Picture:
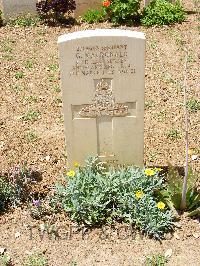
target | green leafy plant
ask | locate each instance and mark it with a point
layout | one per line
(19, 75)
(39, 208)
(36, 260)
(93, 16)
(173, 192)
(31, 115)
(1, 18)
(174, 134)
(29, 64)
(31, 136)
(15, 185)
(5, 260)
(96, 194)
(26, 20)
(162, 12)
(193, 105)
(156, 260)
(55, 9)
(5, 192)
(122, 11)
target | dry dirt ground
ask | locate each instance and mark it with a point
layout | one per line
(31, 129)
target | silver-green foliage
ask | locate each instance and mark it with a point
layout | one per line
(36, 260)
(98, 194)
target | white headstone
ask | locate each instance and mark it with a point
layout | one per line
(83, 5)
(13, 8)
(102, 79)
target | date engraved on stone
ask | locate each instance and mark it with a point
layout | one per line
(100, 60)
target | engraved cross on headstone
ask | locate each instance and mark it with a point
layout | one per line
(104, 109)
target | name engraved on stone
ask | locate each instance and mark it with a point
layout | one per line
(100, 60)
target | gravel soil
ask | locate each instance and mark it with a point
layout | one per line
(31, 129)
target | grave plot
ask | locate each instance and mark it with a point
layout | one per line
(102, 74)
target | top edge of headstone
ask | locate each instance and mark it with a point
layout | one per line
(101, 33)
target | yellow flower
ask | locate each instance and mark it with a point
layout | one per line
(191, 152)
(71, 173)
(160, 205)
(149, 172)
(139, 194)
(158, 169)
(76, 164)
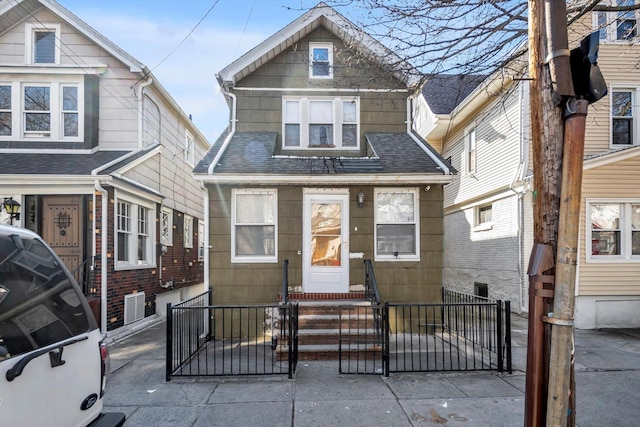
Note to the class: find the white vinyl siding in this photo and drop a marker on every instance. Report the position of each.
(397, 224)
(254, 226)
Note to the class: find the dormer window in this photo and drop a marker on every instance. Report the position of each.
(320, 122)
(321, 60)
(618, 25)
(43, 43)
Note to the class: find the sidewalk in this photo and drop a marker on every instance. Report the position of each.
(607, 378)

____________

Copy each line above containing the string "target".

target | green leafy plant
target | dry dirt ground
target | silver-green foliage
target | white headstone
target | date engraved on stone
target | engraved cross on headstone
target | name engraved on stone
target | gravel soil
target | grave plot
target | top edge of headstone
target | yellow flower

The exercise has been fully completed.